# 完成下列各题:
a) 根据关于C++死锁处理的文档，回答下列问题：
(i) 发生死锁必须同时满足几个条件？
(ii) 示例代码中，每个线程调用 sleep_for 暂停多少毫秒？
(iii) 函数 ThreadB 先锁住哪个互斥量？
b) 从记录中选出所有含有字符串“slope”的行，并逐行照原样抄出。

# 文档节选:
C++ 死锁处理

什么是死锁？

死锁是多线程编程中的一个常见问题，当两个或更多线程互相等待对方释放资源时，就会发生死锁。这种情况下，所有相关线程都无法继续执行，程序将永远挂起。

定义

死锁：两个或多个线程永久阻塞，每个线程都在等待一个资源，而这个资源被另一个被阻塞的线程所持有。

死锁产生的必要条件

要发生死锁，必须同时满足以下四个条件：

互斥条件：至少有一个资源必须处于非共享模式，即一次只能被一个线程使用
占有并等待条件：一个线程持有至少一个资源，并正在等待获取其他被占用的资源
不可抢占条件：资源只能由持有它们的线程自愿释放，无法被强制剥夺
循环等待条件：存在一系列等待线程，形成一个循环链，每个线程都在等待下一个线程持有的资源

死锁示例

下面是一个简单的C++死锁示例代码：

cpp
#include <iostream>
#include <thread>
#include <mutex>

std::mutex mutex1, mutex2;

void ThreadA() {
    // 先锁住mutex1，再尝试锁住mutex2
    std::lock_guard<std::mutex> lock1(mutex1);
    std::cout << "Thread A acquired mutex1" << std::endl;
    
    // 模拟一些工作，增加死锁发生的概率
    std::this_thread::sleep_for(std::chrono::milliseconds(100));
    
    std::lock_guard<std::mutex> lock2(mutex2);
    std::cout << "Thread A acquired mutex2" << std::endl;
    
    // 临界区代码
    std::cout << "Thread A finished work" << std::endl;
}

void ThreadB() {
    // 先锁住mutex2，再尝试锁住mutex1
    std::lock_guard<std::mutex> lock2(mutex2);
    std::cout << "Thread B acquired mutex2" << std::endl;
    
    // 模拟一些工作，增加死锁发生的概率
    std::this_thread::sleep_for(std::chrono::milliseconds(100));
    
    std::lock_guard<std::mutex> lock1(mutex1);
    std::cout << "Thread B acquired mutex1" << std::endl;
    
    // 临界区代码
    std::cout << "Thread B finished work" << std::endl;
}

int main() {
    std::thread t1(ThreadA);
    std::thread t2(ThreadB);
    
    t1.join();
    t2.join();
    
    std::cout << "Program completed successfully" << std::endl;
    return 0;
}

可能的输出:

Thread A acquired mutex1
Thread B acquired mutex2
(程序永远挂起)

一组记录
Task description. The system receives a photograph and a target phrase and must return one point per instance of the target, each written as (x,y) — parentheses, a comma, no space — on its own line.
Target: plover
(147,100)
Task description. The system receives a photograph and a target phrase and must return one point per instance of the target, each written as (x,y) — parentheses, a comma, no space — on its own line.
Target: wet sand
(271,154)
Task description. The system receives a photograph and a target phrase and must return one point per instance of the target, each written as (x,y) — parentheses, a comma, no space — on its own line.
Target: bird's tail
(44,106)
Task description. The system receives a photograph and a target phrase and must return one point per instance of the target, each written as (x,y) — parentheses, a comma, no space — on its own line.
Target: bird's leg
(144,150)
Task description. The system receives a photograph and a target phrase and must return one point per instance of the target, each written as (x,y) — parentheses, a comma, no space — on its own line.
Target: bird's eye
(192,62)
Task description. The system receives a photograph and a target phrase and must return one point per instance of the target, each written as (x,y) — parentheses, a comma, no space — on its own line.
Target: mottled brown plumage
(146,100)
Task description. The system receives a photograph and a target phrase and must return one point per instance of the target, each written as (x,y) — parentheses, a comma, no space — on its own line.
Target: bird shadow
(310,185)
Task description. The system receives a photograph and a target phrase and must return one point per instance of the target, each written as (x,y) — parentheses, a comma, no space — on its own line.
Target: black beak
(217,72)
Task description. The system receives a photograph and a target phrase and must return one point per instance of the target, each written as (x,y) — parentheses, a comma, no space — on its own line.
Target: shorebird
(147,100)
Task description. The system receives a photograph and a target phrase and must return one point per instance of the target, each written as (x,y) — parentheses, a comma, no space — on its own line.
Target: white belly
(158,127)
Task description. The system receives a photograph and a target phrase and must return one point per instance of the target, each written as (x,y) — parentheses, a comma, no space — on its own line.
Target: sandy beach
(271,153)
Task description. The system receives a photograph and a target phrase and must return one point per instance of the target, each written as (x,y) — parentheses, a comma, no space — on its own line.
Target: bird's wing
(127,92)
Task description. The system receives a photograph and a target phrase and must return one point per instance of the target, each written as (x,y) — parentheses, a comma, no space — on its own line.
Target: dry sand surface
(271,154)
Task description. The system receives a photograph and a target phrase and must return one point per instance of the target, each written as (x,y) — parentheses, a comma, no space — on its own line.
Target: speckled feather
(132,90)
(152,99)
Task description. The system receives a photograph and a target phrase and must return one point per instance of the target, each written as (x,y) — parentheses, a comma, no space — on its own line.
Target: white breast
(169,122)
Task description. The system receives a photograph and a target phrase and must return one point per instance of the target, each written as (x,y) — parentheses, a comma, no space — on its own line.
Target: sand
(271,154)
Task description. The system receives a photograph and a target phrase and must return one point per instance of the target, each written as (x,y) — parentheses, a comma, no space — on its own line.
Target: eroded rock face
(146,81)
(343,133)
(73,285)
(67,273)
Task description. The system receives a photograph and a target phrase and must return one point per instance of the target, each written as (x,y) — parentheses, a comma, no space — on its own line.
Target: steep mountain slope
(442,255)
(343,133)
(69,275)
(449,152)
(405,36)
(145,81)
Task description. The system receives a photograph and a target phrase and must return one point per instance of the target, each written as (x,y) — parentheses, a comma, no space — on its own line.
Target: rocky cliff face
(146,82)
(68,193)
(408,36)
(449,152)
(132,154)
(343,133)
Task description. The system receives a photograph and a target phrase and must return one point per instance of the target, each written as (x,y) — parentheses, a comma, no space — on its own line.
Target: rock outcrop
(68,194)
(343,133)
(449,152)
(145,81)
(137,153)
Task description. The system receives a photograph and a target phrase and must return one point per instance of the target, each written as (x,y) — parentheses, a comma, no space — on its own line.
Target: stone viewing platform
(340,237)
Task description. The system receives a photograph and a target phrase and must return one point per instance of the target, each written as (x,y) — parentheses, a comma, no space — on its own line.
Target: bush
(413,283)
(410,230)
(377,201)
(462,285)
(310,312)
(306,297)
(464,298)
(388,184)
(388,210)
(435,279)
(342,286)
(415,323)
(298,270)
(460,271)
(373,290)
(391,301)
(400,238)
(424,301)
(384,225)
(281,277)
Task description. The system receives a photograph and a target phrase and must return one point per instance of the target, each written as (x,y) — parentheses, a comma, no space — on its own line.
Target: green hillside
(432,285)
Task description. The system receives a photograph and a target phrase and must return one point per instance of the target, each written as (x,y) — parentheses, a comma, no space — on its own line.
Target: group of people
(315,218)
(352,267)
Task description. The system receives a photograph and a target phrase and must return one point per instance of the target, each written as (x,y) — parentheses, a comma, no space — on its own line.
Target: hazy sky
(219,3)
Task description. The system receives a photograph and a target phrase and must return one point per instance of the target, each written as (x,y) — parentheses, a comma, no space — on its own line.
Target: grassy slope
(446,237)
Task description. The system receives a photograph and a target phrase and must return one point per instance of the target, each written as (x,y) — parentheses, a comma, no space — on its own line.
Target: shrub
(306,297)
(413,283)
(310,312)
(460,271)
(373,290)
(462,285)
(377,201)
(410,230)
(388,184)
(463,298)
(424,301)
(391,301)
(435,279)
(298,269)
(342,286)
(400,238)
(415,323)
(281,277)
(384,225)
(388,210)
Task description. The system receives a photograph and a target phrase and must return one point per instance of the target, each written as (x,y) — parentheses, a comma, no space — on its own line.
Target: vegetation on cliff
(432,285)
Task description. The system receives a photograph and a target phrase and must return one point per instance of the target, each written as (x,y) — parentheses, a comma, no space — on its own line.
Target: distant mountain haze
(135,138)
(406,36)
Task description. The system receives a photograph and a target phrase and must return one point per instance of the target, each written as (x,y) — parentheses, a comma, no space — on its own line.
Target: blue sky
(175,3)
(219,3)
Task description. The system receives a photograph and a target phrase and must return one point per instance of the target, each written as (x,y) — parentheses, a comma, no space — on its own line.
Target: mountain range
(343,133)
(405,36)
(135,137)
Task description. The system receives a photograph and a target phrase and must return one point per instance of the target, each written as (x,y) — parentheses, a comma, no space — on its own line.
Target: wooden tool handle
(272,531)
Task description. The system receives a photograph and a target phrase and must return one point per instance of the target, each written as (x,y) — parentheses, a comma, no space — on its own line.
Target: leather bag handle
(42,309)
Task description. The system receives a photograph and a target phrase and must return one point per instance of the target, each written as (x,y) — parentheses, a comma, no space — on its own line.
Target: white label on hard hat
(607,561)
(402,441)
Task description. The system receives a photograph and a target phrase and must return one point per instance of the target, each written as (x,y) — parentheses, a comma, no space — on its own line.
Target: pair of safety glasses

# 参考答案:
a)
(i) 四个。
(ii) 100毫秒。
(iii) mutex2。

b)
Target: steep mountain slope
Target: grassy slope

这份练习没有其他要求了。